Task. Set down, please, exactly the lines below that run from the line with "Per instance of the man" to the line with "Per instance of the white cowboy", both lines included.
╔══
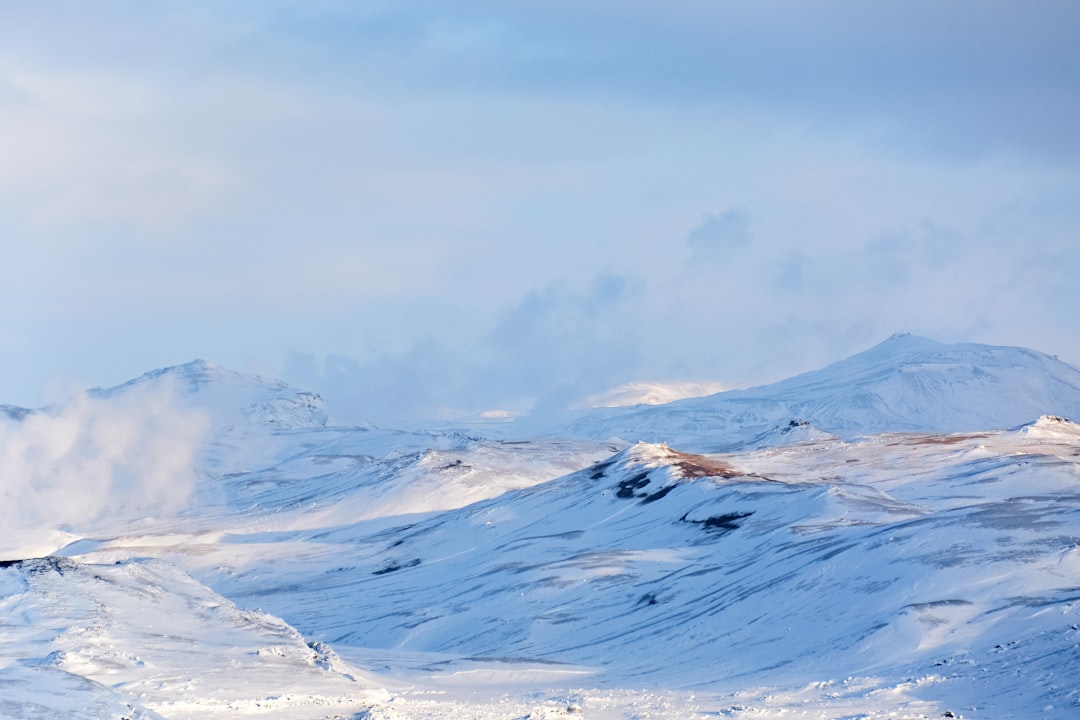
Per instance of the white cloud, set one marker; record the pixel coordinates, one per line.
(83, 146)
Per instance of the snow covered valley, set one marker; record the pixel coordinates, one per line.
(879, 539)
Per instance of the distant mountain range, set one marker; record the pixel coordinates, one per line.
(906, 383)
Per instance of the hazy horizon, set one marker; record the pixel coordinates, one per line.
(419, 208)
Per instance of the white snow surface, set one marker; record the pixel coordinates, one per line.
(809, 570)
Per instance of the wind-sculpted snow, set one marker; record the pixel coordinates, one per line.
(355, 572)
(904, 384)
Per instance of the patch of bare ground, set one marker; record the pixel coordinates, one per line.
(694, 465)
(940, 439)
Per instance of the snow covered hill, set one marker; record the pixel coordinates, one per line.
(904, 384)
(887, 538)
╚══
╔══
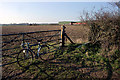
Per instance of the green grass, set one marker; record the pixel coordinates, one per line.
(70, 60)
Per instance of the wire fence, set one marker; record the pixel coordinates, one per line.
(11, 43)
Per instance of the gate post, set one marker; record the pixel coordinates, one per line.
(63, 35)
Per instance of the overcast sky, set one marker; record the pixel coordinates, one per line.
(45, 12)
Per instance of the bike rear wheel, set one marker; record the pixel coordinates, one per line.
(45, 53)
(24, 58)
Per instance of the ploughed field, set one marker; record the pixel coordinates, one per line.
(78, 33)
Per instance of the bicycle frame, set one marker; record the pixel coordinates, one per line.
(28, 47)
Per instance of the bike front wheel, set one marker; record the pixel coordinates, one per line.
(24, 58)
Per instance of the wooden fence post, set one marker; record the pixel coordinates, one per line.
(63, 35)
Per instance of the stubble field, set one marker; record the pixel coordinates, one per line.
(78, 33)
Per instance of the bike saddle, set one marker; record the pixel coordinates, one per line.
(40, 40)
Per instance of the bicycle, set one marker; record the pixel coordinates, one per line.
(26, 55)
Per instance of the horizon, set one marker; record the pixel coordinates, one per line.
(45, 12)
╚══
╔══
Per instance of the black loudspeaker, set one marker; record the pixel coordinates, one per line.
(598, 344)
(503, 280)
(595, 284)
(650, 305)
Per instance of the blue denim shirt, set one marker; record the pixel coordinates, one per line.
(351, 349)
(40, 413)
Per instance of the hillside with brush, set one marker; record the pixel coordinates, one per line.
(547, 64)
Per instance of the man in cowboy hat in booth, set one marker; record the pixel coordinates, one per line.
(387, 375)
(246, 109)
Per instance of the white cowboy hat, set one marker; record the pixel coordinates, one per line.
╚══
Exercise result.
Per instance of the man in cowboy hat in booth, set one marker; record the pixel coordinates, one per line.
(387, 375)
(246, 109)
Per instance of the white cowboy hat, set one marker; record the pixel coordinates, one per line.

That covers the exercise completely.